**Arbeitsaufträge**.
(1) Nenne alle Personen, die im Bericht über Lafontaines Parteitagsrede mit Namen erwähnt werden.
(2) Schreibe aus dem Bericht über Lafontaines Parteitagsrede das Stück von „Und Lafontaine macht“ bis einschließlich „bisschen Applaus sein.“ wortgetreu ab.
(3) Führe den Bericht über Lafontaines Auftritt auf dem Parteitag der Linkspartei im Anschluss an seinen letzten Satz weiter.

**Ausgewählter Text**.
Als ob es nicht schon vor Ypsilanti etliche Brüche von Wahlversprechen in der Bundesrepublik gegeben habe, höhnt Lafontaine vor den Delegierten. Wenn er die alle auflisten würde, "hätte ich den ganzen Vormittag zu tun", sagt er. Ob man etwa vergessen habe, dass die Grünen in Hamburg vor der Wahl eine Koalition mit der CDU abgelehnt hätten? Oder Union und SPD vor der Bundestagswahl? Damals hätten die beiden großen Parteien auch eine Zusammenarbeit ausgeschlossen.
Maßgeblich müsse für die SPD "doch das eigene Programm sein" - und dann sei klar, dass die Sozialdemokraten in Hessen ihre Ziele sicher nicht mit der FDP oder der CDU umsetzen könnten.
Es ist schon erstaunlich, wie positiv Lafontaine an diesem Samstag über Ypsilanti spricht. Selten hat man den früheren SPD-Chef zuletzt so freundliche Worte über einen Sozialdemokraten oder eine Sozialdemokratin sprechen hören. Wenn die SPD-Spitzenkandidatin sage, sie wolle ein Schulsystem, das kein Kind zurücklässt, sei dies ein zentraler Punkt, der mit den Zielen der Linkspartei übereinstimme. "Dann wollen wir das ermöglichen", sagt Lafontaine. Auch unterstütze er die SPD-Politikerin in ihrem erklärten Plan, "das soziale Netz neu zu knüpfen".
Und Lafontaine macht die Aufgabe der Linkspartei zu einer grenzüberschreitenden Mission: Die Linkspartei wolle die Lebensbedingungen der Menschen verbessern. "Was ihr heute hier vorhabt, ist einzuordnen in unser Gesamtprojekt. Wenn unser Projekt hier gelingt, hat das Auswirkungen auf Länder über Deutschland hinaus."
Tolerierung trotz "gravierender Differenzen"
Da tänzelt selbst die Delegierte Charlotte Ullmann vergnügt durch den Saal, die in ihrem Antrag noch "für eine glasklare Oppositionspolitik auf unabsehbare Zeit hinaus" plädiert hatte. Dass Lafontaine das Tolerierungsmodell will und vielleicht auch mehr, dürfte auch ihr nicht entgangen sein. Aber wenn der Parteichef die Linkspartei mit Pathos zum globalen Retter stilisiert, darf's schon ein bisschen Applaus sein.
Die Abstimmung wartet Lafontaine nicht ab - andere Termine. Aber die Formel "Koch muss weg" wird im Parteitagssaal so häufig bemüht, dass mit wirklichen Überraschungen auch nicht zu rechnen ist.

[Einträge der Sammlung]
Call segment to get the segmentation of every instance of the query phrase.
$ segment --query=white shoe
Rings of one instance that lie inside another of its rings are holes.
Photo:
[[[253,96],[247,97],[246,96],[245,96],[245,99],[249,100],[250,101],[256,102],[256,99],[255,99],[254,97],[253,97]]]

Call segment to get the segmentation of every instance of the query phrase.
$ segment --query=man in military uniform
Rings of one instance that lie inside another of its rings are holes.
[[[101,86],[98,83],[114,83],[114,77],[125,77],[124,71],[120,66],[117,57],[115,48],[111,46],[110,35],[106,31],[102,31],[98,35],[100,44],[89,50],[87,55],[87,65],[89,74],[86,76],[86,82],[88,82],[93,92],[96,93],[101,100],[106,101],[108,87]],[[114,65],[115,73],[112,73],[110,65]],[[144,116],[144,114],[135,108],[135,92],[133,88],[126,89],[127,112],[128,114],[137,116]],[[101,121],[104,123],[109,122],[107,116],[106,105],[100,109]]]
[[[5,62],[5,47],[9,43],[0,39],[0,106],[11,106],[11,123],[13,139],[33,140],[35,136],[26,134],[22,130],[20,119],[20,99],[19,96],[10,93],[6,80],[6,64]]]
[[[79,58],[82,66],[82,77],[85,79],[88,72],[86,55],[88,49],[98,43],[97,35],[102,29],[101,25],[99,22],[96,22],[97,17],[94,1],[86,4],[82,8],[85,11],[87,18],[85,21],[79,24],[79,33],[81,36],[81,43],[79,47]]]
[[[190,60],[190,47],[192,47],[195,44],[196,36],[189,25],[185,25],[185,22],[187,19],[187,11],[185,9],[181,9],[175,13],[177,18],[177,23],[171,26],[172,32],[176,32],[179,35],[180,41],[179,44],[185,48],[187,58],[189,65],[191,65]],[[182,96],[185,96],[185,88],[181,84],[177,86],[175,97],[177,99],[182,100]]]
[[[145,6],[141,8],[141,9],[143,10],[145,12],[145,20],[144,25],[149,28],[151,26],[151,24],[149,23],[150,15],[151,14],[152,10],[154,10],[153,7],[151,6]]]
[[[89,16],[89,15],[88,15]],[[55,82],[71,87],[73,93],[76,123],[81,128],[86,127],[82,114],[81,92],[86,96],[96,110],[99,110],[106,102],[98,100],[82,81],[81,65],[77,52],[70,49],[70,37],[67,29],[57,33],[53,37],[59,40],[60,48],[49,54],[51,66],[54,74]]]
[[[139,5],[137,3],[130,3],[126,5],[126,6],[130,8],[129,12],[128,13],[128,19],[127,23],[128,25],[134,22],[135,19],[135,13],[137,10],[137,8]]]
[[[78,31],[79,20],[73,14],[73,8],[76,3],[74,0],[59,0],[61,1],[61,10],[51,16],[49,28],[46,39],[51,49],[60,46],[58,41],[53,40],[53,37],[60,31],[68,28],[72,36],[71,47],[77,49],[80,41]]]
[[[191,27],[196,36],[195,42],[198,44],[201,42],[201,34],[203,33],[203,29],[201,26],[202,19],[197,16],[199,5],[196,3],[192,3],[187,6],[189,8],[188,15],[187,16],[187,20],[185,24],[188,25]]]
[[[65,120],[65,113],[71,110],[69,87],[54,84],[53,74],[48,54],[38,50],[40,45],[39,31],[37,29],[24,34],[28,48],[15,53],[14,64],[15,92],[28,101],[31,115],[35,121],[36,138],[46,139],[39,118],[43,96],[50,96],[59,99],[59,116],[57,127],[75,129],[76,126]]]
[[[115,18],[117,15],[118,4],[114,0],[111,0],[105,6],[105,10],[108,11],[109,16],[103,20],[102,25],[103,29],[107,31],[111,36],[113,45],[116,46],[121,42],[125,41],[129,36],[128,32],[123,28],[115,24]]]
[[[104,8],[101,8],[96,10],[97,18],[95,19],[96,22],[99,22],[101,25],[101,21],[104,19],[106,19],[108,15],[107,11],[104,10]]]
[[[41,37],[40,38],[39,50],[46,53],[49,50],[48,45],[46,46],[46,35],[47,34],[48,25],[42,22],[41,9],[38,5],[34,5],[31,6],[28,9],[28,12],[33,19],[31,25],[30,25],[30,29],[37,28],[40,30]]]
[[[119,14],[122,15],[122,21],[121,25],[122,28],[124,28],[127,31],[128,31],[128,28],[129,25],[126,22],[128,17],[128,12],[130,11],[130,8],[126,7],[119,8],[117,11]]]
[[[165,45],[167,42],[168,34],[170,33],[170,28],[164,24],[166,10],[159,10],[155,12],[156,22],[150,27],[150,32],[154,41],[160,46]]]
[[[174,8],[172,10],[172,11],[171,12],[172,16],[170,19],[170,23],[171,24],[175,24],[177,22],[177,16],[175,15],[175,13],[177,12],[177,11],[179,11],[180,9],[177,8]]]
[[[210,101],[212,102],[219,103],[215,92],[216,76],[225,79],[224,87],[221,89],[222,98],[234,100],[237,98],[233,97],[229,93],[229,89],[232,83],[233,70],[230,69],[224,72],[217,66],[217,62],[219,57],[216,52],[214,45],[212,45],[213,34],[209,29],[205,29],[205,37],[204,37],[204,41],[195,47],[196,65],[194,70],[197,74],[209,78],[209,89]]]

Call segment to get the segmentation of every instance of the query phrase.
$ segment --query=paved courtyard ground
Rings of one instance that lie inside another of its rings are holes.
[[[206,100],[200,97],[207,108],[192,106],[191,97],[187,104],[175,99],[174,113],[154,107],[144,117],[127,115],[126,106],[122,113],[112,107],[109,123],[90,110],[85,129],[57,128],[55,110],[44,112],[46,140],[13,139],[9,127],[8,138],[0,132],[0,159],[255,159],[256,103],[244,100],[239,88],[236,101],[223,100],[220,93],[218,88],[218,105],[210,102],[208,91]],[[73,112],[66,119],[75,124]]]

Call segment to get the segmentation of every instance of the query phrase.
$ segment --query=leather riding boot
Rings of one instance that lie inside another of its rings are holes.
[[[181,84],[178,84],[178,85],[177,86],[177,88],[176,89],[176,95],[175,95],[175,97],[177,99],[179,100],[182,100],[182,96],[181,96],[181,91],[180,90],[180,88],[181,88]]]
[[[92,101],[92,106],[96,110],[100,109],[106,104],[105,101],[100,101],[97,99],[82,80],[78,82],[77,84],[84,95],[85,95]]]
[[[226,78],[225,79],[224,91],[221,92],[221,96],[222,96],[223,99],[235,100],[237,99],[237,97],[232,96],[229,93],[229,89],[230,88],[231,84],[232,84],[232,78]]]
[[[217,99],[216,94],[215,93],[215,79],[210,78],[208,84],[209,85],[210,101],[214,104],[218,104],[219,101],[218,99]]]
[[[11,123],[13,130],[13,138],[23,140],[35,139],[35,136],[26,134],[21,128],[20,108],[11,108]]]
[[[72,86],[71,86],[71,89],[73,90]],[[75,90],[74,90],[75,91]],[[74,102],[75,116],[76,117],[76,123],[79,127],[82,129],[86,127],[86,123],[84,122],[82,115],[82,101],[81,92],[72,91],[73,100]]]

**Erwartete Lösungen**.
(1) Ypsilanti, Lafontaine, Charlotte Ullmann, Koch

(2)
Und Lafontaine macht die Aufgabe der Linkspartei zu einer grenzüberschreitenden Mission: Die Linkspartei wolle die Lebensbedingungen der Menschen verbessern. "Was ihr heute hier vorhabt, ist einzuordnen in unser Gesamtprojekt. Wenn unser Projekt hier gelingt, hat das Auswirkungen auf Länder über Deutschland hinaus."
Tolerierung trotz "gravierender Differenzen"
Da tänzelt selbst die Delegierte Charlotte Ullmann vergnügt durch den Saal, die in ihrem Antrag noch "für eine glasklare Oppositionspolitik auf unabsehbare Zeit hinaus" plädiert hatte. Dass Lafontaine das Tolerierungsmodell will und vielleicht auch mehr, dürfte auch ihr nicht entgangen sein. Aber wenn der Parteichef die Linkspartei mit Pathos zum globalen Retter stilisiert, darf's schon ein bisschen Applaus sein.

(3)
Am Ende steht ein klares Ja für ein Tolerierungsmodell (mehr...). Mit großer Mehrheit stimmen die Delegierten für einen entsprechenden Antrag des Landesvorstandes. Das Papier sieht vor, dass die Linkspartei Ypsilanti zur Ministerpräsidentin wählt. Zwar gebe es "gravierende Differenzen" zu SPD und Grünen. Im Vordergrund stehe jedoch die Ablösung von Koch. Dazu sei die Linkspartei auch bereit, obwohl sie "gegen einzelne Personen große Bedenken haben". Gemeint ist damit der SPD-Parteirechte Jürgen Walter, der als Minister in einem Ypsilanti-Kabinett gehandelt wird.
In dem Papier hat der Landesvorstand rund 30 Positionen der Linkspartei für weitere Gespräche festgelegt. Darin spricht sie sich unter anderem für die Einführung der Gemeinschaftsschule, Investitionen in den öffentlichen Beschäftigungssektor und die Abschaffung von Ein-Euro-Jobs aus. Ein Verhandlungsergebnis mit Grünen und SPD soll dem Votum der Parteibasis vorgelegt werden.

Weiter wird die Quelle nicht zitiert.